#### What the task requires
From the line containing "pixel 354 124" to the last line of the records, please reproduce every line exactly and nothing more.

#### Data for this exercise
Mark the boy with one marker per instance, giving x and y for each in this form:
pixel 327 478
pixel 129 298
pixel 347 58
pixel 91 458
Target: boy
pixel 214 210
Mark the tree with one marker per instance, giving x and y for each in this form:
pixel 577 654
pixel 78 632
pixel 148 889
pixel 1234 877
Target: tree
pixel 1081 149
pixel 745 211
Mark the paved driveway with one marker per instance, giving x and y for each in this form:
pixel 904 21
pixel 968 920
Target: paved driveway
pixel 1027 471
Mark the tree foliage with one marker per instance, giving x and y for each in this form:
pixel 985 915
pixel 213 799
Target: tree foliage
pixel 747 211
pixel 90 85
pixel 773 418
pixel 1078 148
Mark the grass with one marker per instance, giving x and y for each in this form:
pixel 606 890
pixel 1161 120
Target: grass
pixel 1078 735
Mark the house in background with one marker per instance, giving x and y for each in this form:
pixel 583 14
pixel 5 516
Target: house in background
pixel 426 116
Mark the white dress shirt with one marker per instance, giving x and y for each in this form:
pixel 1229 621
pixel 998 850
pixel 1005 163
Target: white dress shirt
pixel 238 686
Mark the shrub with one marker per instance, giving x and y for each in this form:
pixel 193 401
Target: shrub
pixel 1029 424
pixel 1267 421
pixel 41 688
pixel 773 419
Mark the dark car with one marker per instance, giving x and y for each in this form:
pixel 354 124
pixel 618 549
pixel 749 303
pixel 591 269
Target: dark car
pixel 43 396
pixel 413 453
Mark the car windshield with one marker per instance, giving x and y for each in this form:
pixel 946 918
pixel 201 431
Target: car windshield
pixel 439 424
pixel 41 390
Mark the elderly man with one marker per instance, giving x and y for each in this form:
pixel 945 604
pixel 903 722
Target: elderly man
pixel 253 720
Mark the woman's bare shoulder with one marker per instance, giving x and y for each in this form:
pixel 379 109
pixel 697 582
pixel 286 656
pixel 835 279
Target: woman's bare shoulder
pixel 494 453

#### Finished exercise
pixel 354 124
pixel 618 549
pixel 749 303
pixel 591 269
Target: dark car
pixel 43 396
pixel 413 453
Mark the car windshield with one marker per instance, giving x and y for each in this form:
pixel 946 918
pixel 201 431
Target: car windshield
pixel 439 424
pixel 41 390
Mark the elderly man with one marker per instance, giving x and y for each in this form:
pixel 945 604
pixel 903 722
Target: elderly man
pixel 253 720
Mark the woman's bare shoulder with one marker per instance, giving x and y for each in this form:
pixel 379 109
pixel 697 582
pixel 286 656
pixel 835 279
Target: woman's bare shoulder
pixel 494 453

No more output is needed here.